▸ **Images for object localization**
※ ※ ※

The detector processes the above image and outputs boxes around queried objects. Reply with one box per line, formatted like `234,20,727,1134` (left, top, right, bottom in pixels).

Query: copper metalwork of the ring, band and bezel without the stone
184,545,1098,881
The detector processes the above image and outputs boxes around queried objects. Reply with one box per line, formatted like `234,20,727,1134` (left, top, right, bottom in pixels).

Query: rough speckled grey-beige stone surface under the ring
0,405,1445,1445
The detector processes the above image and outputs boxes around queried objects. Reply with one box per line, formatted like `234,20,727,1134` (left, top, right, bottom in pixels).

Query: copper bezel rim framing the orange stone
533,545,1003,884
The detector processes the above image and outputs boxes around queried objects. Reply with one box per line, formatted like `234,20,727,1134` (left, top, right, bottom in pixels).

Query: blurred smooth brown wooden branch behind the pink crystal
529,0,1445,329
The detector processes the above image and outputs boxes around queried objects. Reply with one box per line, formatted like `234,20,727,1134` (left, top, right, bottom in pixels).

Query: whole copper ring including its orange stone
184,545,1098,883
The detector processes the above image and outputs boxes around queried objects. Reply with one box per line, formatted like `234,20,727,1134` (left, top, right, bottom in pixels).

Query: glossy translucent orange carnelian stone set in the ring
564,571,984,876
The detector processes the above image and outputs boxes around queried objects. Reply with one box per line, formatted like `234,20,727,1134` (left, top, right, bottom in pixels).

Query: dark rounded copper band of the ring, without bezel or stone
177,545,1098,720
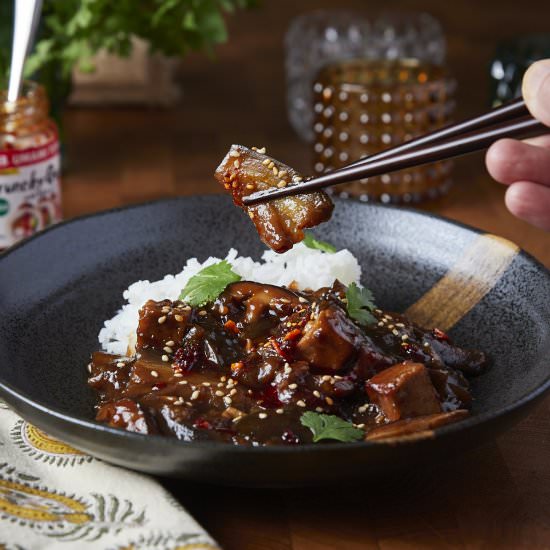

※ ※ ※

▸ **WHAT YOU NEED TO DO**
Retype, exactly as written, each line from the one containing "Query: whole copper" through the end of the data above, and leave out every picture.

▸ **ANSWER FOR THIS EXERCISE**
Query: whole copper ring including its orange stone
184,545,1098,883
The detector processes the above image and outputs boxes around queried objects. Reply with one box per line, formatted like `234,20,727,1134` (left, top, right, bottom in pixels).

Query: glossy translucent orange carnelian stone set in the ring
564,571,984,876
The detector processes the above image and outputs boxes around queried objects. Reply with one box per line, formatted like `234,20,727,1134` (left, top, right, bottom in pixels).

Query: dark rounded copper band of the ring, without bezel or stone
177,545,1098,720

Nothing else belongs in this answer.